## Passage provided
****

The glut of hotel rooms is the latest indicator that interest in the pope’s visit may be far below organizers’ expectations of 1 million people for Francis’ Sept. 27 Mass on the Benjamin Franklin Parkway – the last public event of his six-day, three-city U.S. tour.

SEPTA, the regional transit agency, said it sold just 60,000 passes for special commuter trains to the outdoor Mass – about 115,000 fewer than expected. About 1,100 buses have registered to bring people to papal events. Organizers had predicted 5,000 buses would sign up.

A plan this week to let people camp out in a city park during the pope’s visit fizzled within 24 hours due to lack of interest. Residents have also reported trouble renting out rooms to would-be visitors on Airbnb and other home-sharing websites.

Nutter suggested some of the late hotel bookings would come from the people who snapped up the 30,000 tickets made available to the public last week for the pope’s biggest Philadelphia events.

****

## Source material
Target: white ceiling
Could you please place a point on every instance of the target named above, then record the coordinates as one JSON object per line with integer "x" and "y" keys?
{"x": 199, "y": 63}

****

## Instructions for the task
Write out the passage on lower-than-expected interest in the pope's Philadelphia visit in full, word for word.

## Solved problem
The glut of hotel rooms is the latest indicator that interest in the pope’s visit may be far below organizers’ expectations of 1 million people for Francis’ Sept. 27 Mass on the Benjamin Franklin Parkway – the last public event of his six-day, three-city U.S. tour.

SEPTA, the regional transit agency, said it sold just 60,000 passes for special commuter trains to the outdoor Mass – about 115,000 fewer than expected. About 1,100 buses have registered to bring people to papal events. Organizers had predicted 5,000 buses would sign up.

A plan this week to let people camp out in a city park during the pope’s visit fizzled within 24 hours due to lack of interest. Residents have also reported trouble renting out rooms to would-be visitors on Airbnb and other home-sharing websites.

Nutter suggested some of the late hotel bookings would come from the people who snapped up the 30,000 tickets made available to the public last week for the pope’s biggest Philadelphia events.